◆ **What to do**:
Pick out each row below that contains the word "grass" and copy those rows in full.

Coordinate annotation entries
----------

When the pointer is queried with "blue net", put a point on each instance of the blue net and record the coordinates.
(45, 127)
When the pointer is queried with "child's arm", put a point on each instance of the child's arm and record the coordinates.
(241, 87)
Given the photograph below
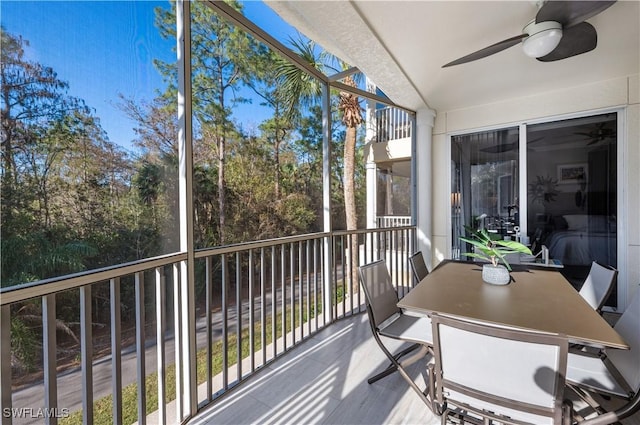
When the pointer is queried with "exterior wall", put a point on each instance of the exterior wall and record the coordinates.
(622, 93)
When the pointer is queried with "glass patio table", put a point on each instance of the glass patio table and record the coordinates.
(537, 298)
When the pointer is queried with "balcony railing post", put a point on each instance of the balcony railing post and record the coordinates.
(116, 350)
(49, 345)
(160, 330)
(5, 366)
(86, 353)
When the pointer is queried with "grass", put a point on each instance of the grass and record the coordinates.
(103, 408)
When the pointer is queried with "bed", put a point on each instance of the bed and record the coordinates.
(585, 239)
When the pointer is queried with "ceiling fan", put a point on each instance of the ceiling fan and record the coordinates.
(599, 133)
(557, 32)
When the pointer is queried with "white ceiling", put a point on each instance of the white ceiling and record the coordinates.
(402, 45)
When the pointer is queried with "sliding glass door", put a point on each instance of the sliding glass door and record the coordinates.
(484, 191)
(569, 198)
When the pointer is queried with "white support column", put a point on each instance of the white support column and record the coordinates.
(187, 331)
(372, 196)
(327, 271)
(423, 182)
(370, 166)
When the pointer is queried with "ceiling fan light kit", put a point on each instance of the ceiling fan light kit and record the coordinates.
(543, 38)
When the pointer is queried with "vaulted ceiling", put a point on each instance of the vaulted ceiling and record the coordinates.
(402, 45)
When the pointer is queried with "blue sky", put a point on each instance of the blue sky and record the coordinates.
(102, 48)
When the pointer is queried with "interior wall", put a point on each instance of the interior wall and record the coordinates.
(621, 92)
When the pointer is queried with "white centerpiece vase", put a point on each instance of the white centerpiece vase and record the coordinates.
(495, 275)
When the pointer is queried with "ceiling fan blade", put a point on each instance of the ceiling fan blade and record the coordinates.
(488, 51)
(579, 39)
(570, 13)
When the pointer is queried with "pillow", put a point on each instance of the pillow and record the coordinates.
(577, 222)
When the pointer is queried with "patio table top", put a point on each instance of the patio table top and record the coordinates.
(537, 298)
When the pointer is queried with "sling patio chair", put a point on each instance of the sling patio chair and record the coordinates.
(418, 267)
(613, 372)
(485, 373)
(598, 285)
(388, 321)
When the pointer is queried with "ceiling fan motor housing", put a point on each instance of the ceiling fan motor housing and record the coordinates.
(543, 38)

----------

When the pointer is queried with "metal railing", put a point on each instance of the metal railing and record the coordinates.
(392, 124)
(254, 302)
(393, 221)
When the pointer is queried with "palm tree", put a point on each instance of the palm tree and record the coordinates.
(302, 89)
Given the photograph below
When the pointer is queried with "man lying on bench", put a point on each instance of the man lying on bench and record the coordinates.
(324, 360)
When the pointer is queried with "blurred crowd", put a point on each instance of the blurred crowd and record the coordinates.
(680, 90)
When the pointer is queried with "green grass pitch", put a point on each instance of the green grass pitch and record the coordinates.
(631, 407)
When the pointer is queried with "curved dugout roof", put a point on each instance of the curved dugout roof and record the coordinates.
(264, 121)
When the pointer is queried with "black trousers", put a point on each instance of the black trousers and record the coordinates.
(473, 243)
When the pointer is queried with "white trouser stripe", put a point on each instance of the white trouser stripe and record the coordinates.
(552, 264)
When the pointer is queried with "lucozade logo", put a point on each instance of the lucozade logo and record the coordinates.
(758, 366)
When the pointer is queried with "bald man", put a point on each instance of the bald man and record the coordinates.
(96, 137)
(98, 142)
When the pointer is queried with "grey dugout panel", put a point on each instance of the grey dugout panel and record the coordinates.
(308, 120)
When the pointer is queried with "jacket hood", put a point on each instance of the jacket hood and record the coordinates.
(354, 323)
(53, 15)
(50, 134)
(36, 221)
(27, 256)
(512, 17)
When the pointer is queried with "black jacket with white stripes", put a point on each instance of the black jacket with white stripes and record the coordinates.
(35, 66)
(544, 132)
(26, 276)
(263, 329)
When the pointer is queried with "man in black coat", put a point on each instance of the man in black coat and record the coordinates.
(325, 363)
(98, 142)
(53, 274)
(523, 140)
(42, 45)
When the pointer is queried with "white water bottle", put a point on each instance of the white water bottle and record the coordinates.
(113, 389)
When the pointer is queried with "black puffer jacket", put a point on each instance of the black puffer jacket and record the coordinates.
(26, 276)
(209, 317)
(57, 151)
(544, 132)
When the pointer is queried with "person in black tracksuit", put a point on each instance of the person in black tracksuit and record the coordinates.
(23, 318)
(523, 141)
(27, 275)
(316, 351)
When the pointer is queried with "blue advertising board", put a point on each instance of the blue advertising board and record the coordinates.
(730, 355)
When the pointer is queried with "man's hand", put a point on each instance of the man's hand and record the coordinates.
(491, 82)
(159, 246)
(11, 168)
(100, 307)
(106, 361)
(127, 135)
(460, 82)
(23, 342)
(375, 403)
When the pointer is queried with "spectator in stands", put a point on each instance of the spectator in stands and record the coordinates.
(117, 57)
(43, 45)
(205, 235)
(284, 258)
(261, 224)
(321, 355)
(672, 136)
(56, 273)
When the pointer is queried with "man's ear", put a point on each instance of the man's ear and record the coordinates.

----------

◆ **Correct result**:
When the pointer is queried with "grass", put a point on each instance of the grass and record the coordinates.
When the pointer is queried with "green grass pitch", put a point on each instance of the green grass pitch and record the coordinates.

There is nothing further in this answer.